[Opening QUOTED PASSAGE section]
MONTREAL - Canada handled the first two years of the COVID-19 pandemic and weathered the ensuing upheaval better than several other nations with comparable health-care and economic infrastructure, a new study suggests.
The research, published in the Canadian Medical Association Journal on Monday, credits Canada's strong performance to restrictive and persistent public health measures as well as a successful vaccination campaign.
A team of Ontario researchers analyzed data from February 2020 to February 2022 in the group of industrialized countries known as the G10, which actually has 11 members. They compared Canada, Belgium, France, Germany, Italy, Japan, the Netherlands, Sweden, Switzerland, the United Kingdom and the United States — all countries with similar political, economic, and health-care systems.
"If you look at Canada compared to the G10, the differences are enormous," study co-author Dr. Fahad Razak said in a recent interview. "If you look at our vaccination rate, we had the highest in the entire G10."
After Japan, Canada had the second lowest rate of people infected and the second lowest rate of people dying, he added. The study says Japan is considered an outlier within the G10, for reasons that aren't clear.
The research suggests Canada’s cumulative per-capita rate of COVID-19 cases was 82,700 per million, while all other countries — with the exception of Japan — were above 100,000 per million.
Canada’s rate of COVID-19-related deaths was 919 per million, once again second lowest behind Japan. All other countries were over 1,000 per million.
Razak said at least 70,000 more Canadians would have died during the first two years of the pandemic if Canada had the same death rates as the United States, the country with the highest cumulative number of COVID-19-related deaths.
"That means most of us would probably personally know a grandparent, or a friend or family member ... who’s living today in Canada who would have died if we had the same trajectory as the United States," Razak said.
He said Canada's comparatively positive outcomes came about despite gaining access to vaccination later than most countries, noting there were also other health-care system structural disadvantages to overcome across the country at the outset of the pandemic.
"Some hospitals were so overwhelmed that we had to ambulance or airlift patients to other hospitals," he said.
[Closing QUOTED PASSAGE section]
[Opening DATASET CONTENT section]
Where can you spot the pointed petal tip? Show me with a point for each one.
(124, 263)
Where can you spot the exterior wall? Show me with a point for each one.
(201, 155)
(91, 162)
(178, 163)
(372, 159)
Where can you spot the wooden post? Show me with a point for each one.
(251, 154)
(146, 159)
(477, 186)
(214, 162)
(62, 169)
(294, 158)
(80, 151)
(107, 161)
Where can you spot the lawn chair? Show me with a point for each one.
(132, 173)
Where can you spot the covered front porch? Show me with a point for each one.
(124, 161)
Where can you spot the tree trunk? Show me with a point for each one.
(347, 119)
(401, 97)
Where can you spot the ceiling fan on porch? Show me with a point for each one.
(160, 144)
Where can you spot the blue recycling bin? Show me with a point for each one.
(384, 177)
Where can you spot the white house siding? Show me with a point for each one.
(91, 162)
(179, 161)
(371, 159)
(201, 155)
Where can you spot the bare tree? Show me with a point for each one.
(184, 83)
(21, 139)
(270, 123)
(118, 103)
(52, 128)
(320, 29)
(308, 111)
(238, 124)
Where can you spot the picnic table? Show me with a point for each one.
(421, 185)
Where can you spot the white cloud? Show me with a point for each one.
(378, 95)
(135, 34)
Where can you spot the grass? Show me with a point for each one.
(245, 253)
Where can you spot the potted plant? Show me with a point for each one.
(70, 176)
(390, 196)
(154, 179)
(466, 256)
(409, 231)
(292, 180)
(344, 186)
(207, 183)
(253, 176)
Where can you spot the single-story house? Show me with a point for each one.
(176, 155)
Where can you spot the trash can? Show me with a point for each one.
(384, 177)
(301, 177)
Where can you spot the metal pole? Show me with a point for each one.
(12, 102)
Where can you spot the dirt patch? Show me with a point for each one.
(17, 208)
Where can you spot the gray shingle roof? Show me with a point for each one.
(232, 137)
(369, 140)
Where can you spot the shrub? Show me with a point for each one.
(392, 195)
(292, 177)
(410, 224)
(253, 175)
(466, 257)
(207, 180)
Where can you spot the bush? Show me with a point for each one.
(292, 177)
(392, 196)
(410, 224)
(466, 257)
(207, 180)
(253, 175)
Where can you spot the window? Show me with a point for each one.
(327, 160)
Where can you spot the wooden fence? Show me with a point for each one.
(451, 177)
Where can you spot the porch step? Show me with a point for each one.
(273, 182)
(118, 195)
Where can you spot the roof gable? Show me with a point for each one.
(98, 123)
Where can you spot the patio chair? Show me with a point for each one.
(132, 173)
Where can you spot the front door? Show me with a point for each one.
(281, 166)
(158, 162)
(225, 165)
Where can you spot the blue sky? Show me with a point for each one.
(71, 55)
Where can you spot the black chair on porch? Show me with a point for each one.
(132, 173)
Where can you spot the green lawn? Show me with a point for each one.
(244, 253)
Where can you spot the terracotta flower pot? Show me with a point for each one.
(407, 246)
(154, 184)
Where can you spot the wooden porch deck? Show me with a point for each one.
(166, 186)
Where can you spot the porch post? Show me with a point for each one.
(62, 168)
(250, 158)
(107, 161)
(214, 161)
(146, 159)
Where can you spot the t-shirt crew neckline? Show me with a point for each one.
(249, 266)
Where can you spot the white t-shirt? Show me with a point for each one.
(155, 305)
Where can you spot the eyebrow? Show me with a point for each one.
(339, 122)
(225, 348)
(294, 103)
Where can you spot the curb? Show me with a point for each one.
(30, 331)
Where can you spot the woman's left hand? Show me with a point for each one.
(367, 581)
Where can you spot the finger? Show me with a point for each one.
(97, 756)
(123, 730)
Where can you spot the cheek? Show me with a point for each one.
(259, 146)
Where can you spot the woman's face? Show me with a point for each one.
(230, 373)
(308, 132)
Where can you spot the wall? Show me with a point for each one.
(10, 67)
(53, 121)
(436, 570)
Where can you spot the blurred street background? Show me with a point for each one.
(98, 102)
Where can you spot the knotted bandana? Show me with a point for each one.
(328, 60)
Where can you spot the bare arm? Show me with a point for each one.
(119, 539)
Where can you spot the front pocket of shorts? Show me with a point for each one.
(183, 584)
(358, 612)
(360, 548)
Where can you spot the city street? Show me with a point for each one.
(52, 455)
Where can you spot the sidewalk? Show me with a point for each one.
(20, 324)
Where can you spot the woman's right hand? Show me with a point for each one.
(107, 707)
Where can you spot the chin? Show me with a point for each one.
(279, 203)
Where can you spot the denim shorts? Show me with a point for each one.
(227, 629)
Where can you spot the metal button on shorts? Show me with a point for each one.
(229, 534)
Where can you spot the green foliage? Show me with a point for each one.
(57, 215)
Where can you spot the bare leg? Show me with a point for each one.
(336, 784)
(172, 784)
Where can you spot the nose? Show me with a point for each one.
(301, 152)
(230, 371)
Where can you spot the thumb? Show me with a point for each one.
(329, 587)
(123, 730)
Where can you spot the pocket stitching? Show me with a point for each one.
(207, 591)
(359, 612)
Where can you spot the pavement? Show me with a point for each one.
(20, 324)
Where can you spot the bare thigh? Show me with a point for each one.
[Closing DATASET CONTENT section]
| QUESTIONS |
#1 List every per-million figure in the article on Canada's pandemic response, and say what each one measures.
#2 According to the article on Canada's pandemic response, what does the study credit for Canada's strong performance?
These data were drawn from a separate source.

| RESPONSES TO THE TASKS |
#1
- 82,700 per million: Canada's cumulative per-capita rate of COVID-19 cases.
- Above 100,000 per million: the cumulative case rate of every other country except Japan.
- 919 per million: Canada's rate of COVID-19-related deaths.
- Over 1,000 per million: the death rate of every other country except Japan.

#2 The study credits restrictive and persistent public health measures, along with a successful vaccination campaign. Razak adds that Canada had the highest vaccination rate in the entire G10.